→ **Complete the following**
1 – Reproduce the Dubois yacht interview text exactly from "What are the" up to and including "upwind and downwind.".
2 – Continue the Ed Dubois yacht design interview from its final sentence onward.

→ **Text segment**

^^^^^^^^

Anyone who loves to sail will have chartered, raced against or will own a Dubois designed yacht. And with good reason, as founder of Dubois Naval Architects Ltd, Ed Dubois has over 35 years of experience delivering award-winning sailing yachts. Since making a name for himself in 1976 with the design of Borsalino Trois, which won a number of awards, Ed and his team strive to create projects that stand out. Here Ed reveals what makes a sailing yacht memorable and the challenges the studio had to overcome in the design of 54m Tiara.

Ed Dubois

What are the key features of a sailing yacht that make her memorable for you?
For any sailing yacht designer the most important factor has to be sailing performance and seaworthiness. Coming from a racing yacht design background and genesis, performance is the most important factor. Efficiency under sail, speed to windward, and the ability of the yacht, regardless of size, to get to windward safely even in the worst weather conditions — these are the primary factors. At the heart of sailing yacht design is the ability to achieve a balance between performance in light weather, and speed and seaworthiness in poor weather — both upwind and downwind. 
The second most important feature is the aesthetics and the beauty of exterior lines. We take great care and derive enormous satisfaction from creating a harmony of line and also in understanding the true purpose of the yacht, from the owner’s perspective. 

How have owner tastes and requests developed over the past 10 years?

^^^^^^^^

→ **Entries supplied**
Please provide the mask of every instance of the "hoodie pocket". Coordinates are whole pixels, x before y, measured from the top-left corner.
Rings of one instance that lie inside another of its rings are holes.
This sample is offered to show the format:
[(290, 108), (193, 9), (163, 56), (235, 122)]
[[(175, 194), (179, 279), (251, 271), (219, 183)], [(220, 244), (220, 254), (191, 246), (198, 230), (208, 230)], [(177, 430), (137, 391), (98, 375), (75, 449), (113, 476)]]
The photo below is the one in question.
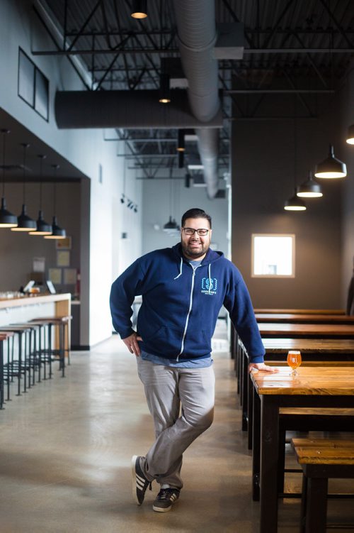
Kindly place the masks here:
[(153, 335), (144, 337), (144, 349), (149, 353), (174, 358), (181, 351), (183, 331), (161, 326)]
[(187, 356), (200, 357), (210, 353), (211, 351), (211, 339), (208, 339), (205, 331), (203, 330), (187, 331), (183, 349), (183, 353)]

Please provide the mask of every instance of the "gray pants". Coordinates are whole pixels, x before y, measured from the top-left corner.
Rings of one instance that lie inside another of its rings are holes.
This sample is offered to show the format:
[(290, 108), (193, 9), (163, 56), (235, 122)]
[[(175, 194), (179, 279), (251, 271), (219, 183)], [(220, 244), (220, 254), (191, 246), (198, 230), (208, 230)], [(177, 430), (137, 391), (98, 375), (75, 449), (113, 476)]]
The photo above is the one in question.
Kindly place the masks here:
[(156, 436), (142, 468), (149, 480), (181, 489), (182, 454), (212, 422), (213, 367), (176, 368), (137, 361)]

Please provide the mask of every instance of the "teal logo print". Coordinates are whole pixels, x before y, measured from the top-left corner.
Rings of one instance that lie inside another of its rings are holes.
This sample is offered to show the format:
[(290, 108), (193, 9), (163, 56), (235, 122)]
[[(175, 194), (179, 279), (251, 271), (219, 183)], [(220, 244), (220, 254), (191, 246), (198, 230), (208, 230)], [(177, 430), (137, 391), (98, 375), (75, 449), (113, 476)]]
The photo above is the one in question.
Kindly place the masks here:
[(216, 278), (202, 278), (202, 292), (207, 295), (216, 295), (217, 280)]

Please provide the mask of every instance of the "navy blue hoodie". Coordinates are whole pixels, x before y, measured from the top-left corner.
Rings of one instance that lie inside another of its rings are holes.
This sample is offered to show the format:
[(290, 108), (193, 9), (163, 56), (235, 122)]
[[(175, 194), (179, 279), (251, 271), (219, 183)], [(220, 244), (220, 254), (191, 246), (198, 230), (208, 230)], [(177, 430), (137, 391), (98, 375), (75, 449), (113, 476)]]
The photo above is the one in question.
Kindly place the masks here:
[(181, 244), (147, 253), (112, 285), (110, 311), (122, 339), (134, 333), (132, 304), (142, 295), (137, 331), (141, 349), (168, 359), (207, 357), (222, 304), (246, 346), (250, 361), (263, 361), (264, 347), (241, 273), (222, 252), (208, 250), (193, 268)]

^^^^^^^^

→ **List of answers**
1 –
What are the key features of a sailing yacht that make her memorable for you?
For any sailing yacht designer the most important factor has to be sailing performance and seaworthiness. Coming from a racing yacht design background and genesis, performance is the most important factor. Efficiency under sail, speed to windward, and the ability of the yacht, regardless of size, to get to windward safely even in the worst weather conditions — these are the primary factors. At the heart of sailing yacht design is the ability to achieve a balance between performance in light weather, and speed and seaworthiness in poor weather — both upwind and downwind.

2 –
For sailing yachts, and particularly sailing superyachts, there has been an emphatic movement towards performance under sail and elegance.
The preferred interior style and decoration is usually subjective but space planning is our domain and, from our perspective, this is a vital area of our work. I think space planning heavily influences the quality of lifestyle.

Ed Dubois on board 39.5m Altair

What was your most challenging design request, and how did you overcome it?

One of the most interesting challenges was the design of Tiara, launched in 2004. The young owner had trained as an architect and wanted a ‘duplex’ apartment within the yacht. In other words, he wanted an upper and lower floor, self-contained and private. The solution was to place this immediately forward of the central engine room with a private living space at main deck level, forward of the superstructure offering great visibility and a large full-width bedroom suite immediately below.
The inclusion of a passageway to the side of the engine room enables the owner to visit his children in the guest area without having to go through the main salon. I think this layout is unique and it worked very well for the client’s purposes.
Additionally, the design brief required an enclosed bridge, effectively giving Tiara two windscreen levels. This is something not easily handled with regard to aesthetics and beautiful lines. To combat this we created a very strong and emphatic sheerline, rising to the bow, which has striking overhang and achieves a slightly concave (clipper) bow. This draws the eye to the power of the bow and the apparent height of the superstructure is diminished.
This was a delightful challenge, and Tiara’s performance has always been noted and indeed was demonstrated effectively when she was a very close second, to the Dubois-designed Drumbeat, in the Rolex Transatlantic Challenge 2005.